# Complete the following
[A] What did the writer of the coastal walk account buy at Armacao de Pera for elevenses?
[B] Retype everything in the coastal walk account from "My way wound" down to "most spectacular beaches.".

# Text
**********
Wide open sandy paths run amongst still-green undergrowth. Inlets and lagoons, sand banks with fishermen and high-rise, white-washed apartments in the distance: Armacao de Pera, where there is a fortress, and knowledgeable staff at the tourist information. Here I stopped to buy a pastel de nata (Portuguese custard tart) for my elevenses.
My way wound through spiky bushes and always the sea was on my left. Brown and cream butterflies were warming their wings on hot stones which had been whitened by the sun; parched roots; yellow/green, soft pine needles; and palm trees in the rich man’s garden (Carvalho, the footballer, has a property above a beach named after him) where swans swam and lemons hung on branches of shiny leaves.
There are high class resorts with grounds kept fresh from constant watering, and just the most spectacular beaches.
I took a wrong turn and went down. This meant that, of course, I therefore had to go back up – about 150 steps, which was hard work with the rucksack in the sun.
Here I waited for a bus to take me to my lodgings as it had taken me longer than expected and I was reliably informed (by the surfing dude in the wooden cabin on the beach) that I would not make it by dark. He was right.
I sat by the wayside waiting for the local bus which a woman tending a clothes stall had pointed me towards. This took me to perhaps the most disappointing hostel of my whole trip. It promised a garden, but it was separated into various areas which all seemd private or had a vehicle of one sort or another in them. The kitchen and dorm was open-plan. The hospitalero was not around once I had booked in, and there was one other person who seemed to be a long-term lodger, a chef in a local cafe. It being cold at night at this time of year even in the Algarve, I prepared my tea on a temporary stove in the one mug that I could find, and huddled until the morning.
**********
# Source material
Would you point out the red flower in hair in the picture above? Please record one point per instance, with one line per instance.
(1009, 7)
**********
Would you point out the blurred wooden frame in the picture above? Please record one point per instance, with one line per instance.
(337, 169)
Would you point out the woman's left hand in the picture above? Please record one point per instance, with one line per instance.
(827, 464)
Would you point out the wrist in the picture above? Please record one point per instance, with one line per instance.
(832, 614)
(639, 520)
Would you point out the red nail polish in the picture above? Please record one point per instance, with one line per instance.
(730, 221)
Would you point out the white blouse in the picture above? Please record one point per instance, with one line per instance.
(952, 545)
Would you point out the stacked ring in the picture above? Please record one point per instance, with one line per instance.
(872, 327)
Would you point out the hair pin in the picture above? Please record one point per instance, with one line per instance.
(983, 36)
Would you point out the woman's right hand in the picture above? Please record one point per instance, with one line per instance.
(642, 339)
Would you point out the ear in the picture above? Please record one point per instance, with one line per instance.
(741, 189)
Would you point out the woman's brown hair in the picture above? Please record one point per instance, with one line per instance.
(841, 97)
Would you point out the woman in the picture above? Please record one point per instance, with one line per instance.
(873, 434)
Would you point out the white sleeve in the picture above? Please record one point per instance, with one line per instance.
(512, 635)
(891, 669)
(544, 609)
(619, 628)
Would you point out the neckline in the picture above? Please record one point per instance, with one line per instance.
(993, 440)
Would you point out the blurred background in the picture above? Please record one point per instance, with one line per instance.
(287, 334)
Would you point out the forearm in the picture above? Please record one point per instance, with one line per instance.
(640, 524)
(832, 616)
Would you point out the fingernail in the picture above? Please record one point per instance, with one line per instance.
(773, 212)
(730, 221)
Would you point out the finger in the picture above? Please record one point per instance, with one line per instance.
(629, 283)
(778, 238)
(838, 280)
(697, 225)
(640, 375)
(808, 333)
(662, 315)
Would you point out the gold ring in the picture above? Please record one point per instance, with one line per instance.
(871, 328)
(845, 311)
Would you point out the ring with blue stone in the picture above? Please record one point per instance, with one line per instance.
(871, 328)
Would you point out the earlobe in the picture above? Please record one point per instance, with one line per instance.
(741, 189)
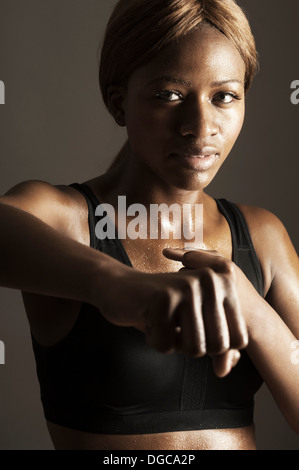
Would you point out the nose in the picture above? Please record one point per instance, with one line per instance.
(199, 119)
**********
# Results for the exercise
[A] A pastel de nata (Portuguese custard tart).

[B]
My way wound through spiky bushes and always the sea was on my left. Brown and cream butterflies were warming their wings on hot stones which had been whitened by the sun; parched roots; yellow/green, soft pine needles; and palm trees in the rich man’s garden (Carvalho, the footballer, has a property above a beach named after him) where swans swam and lemons hung on branches of shiny leaves.
There are high class resorts with grounds kept fresh from constant watering, and just the most spectacular beaches.